Records to use »
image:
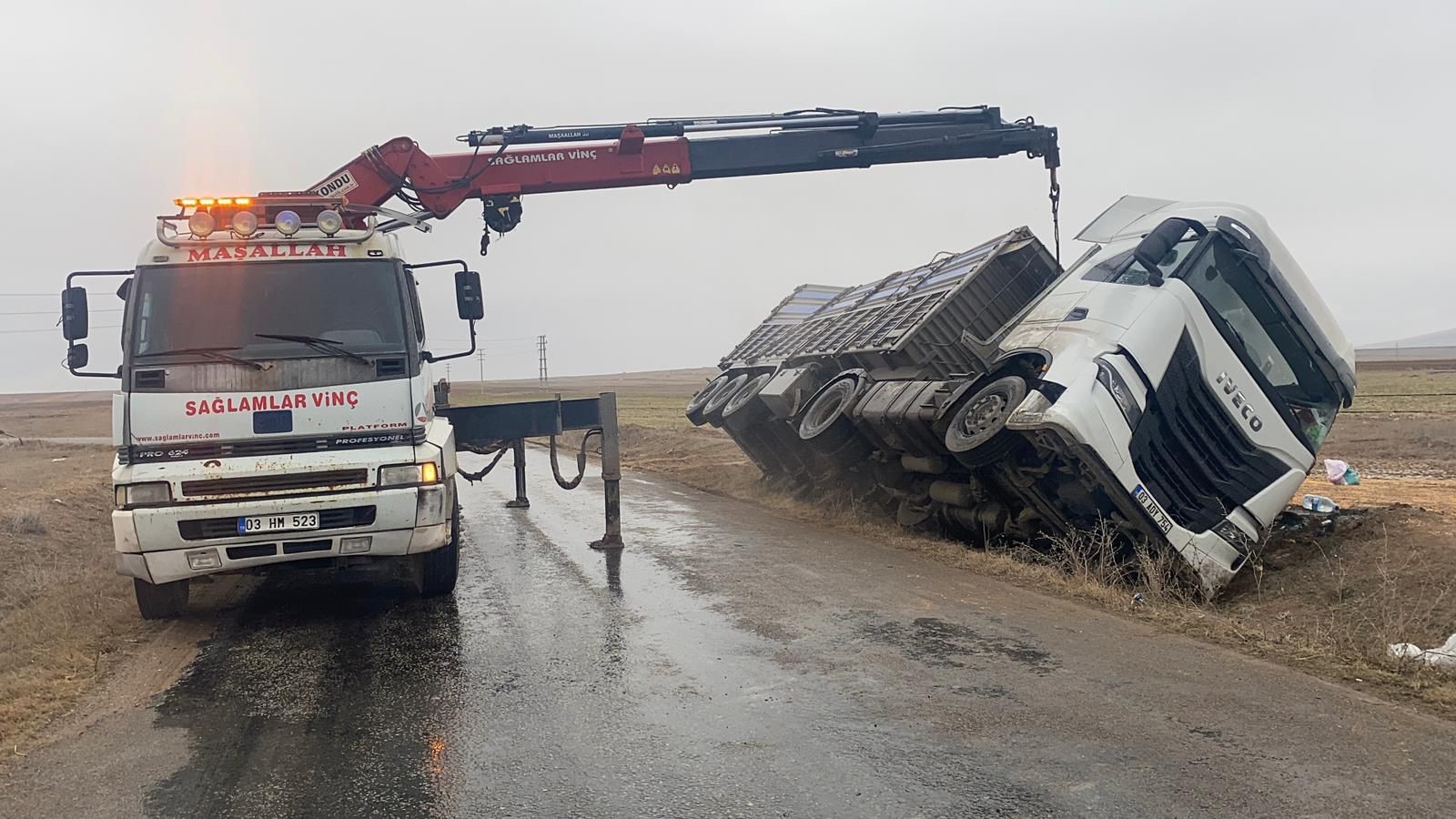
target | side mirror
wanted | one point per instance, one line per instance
(77, 356)
(73, 314)
(470, 299)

The task » Write out, exactly as they appear, the lines from the one containing "wanted | one" through the last line of the records above, both included, and nothing more.

Answer »
wanted | one point per instance, one line per instance
(77, 356)
(73, 314)
(470, 299)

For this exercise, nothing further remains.